+++ Data for processing +++
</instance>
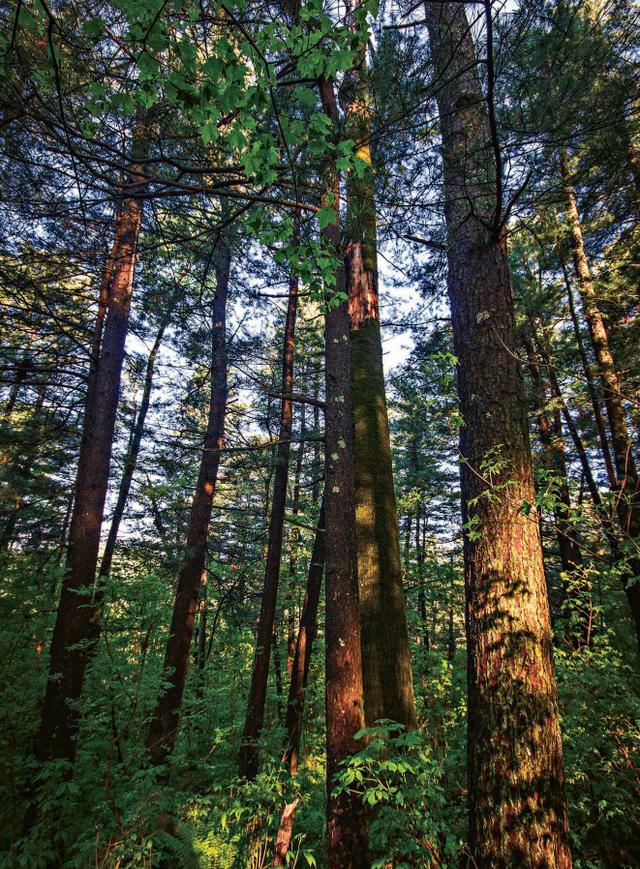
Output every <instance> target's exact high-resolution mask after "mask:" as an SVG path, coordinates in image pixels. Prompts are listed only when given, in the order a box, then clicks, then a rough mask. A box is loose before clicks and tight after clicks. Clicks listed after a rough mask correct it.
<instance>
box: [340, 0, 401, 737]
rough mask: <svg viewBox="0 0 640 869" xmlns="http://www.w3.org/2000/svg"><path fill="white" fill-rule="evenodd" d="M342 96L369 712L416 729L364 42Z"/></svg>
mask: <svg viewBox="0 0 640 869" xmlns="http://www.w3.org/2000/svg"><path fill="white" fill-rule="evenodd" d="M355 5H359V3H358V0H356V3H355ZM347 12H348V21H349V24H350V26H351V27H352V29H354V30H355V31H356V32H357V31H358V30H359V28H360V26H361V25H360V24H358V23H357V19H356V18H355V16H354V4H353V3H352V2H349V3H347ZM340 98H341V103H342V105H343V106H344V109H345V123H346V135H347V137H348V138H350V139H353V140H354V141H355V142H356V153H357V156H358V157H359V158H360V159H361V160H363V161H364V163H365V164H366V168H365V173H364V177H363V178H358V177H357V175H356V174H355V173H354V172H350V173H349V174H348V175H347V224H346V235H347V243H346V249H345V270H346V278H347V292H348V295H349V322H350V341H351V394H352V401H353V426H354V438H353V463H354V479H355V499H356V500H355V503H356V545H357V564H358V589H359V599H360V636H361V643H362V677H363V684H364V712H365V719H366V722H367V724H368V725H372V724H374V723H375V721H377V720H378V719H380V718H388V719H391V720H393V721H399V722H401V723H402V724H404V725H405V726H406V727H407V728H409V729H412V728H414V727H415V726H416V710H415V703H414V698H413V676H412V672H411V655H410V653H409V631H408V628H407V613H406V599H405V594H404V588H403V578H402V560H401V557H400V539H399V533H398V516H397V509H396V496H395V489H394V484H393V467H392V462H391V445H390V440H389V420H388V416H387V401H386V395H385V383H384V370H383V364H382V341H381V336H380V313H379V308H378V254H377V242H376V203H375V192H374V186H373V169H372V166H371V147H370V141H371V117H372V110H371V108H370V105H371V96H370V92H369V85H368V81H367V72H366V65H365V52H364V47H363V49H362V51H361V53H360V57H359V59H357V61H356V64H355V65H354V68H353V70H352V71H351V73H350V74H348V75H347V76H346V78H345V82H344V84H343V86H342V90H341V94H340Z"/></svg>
+++
▶ [Exercise] In the copy, leave out the pictures and restate the records exactly.

▶ [Written solution]
</instance>
Output every <instance> target's exact high-resolution mask after "mask:" as an SVG path, coordinates in image pixels. Prompts are listed only when given, in the order a box, then clicks, then a rough mask. A box is loose before clicks and tight after clicks. Clicks listed after a rough mask correct it.
<instance>
box: [340, 0, 401, 737]
rough mask: <svg viewBox="0 0 640 869" xmlns="http://www.w3.org/2000/svg"><path fill="white" fill-rule="evenodd" d="M342 96L369 712L416 729L364 42Z"/></svg>
mask: <svg viewBox="0 0 640 869" xmlns="http://www.w3.org/2000/svg"><path fill="white" fill-rule="evenodd" d="M355 5H359V3H358V0H356V3H355ZM347 12H348V21H349V24H350V26H351V27H352V29H354V30H355V31H356V32H357V31H358V30H359V28H360V26H361V25H360V24H358V23H357V19H356V18H355V16H354V4H353V3H352V2H349V3H347ZM340 98H341V103H342V105H343V106H344V109H345V123H346V135H347V137H348V138H350V139H353V140H354V141H355V142H356V153H357V156H358V157H359V158H360V159H361V160H363V161H364V163H365V164H366V168H365V173H364V177H363V178H358V177H357V175H356V174H355V173H354V172H350V173H349V174H348V175H347V224H346V235H347V243H346V249H345V270H346V278H347V292H348V295H349V322H350V341H351V394H352V401H353V426H354V438H353V463H354V479H355V499H356V500H355V503H356V545H357V564H358V589H359V599H360V636H361V643H362V677H363V684H364V712H365V719H366V722H367V724H368V725H372V724H374V723H375V721H377V720H378V719H380V718H388V719H391V720H393V721H399V722H401V723H402V724H404V725H405V726H406V727H407V728H409V729H412V728H414V727H415V726H416V710H415V703H414V698H413V676H412V672H411V655H410V653H409V631H408V628H407V613H406V599H405V594H404V588H403V578H402V560H401V557H400V539H399V533H398V516H397V509H396V496H395V489H394V484H393V467H392V462H391V445H390V440H389V420H388V416H387V401H386V395H385V383H384V370H383V364H382V341H381V336H380V313H379V308H378V254H377V242H376V203H375V192H374V186H373V169H372V166H371V147H370V141H371V117H372V110H371V108H370V105H371V96H370V92H369V85H368V81H367V72H366V65H365V52H364V47H363V49H362V51H361V53H360V57H359V59H357V61H356V64H355V65H354V68H353V70H352V71H351V73H350V74H348V75H347V76H346V78H345V82H344V84H343V86H342V90H341V94H340Z"/></svg>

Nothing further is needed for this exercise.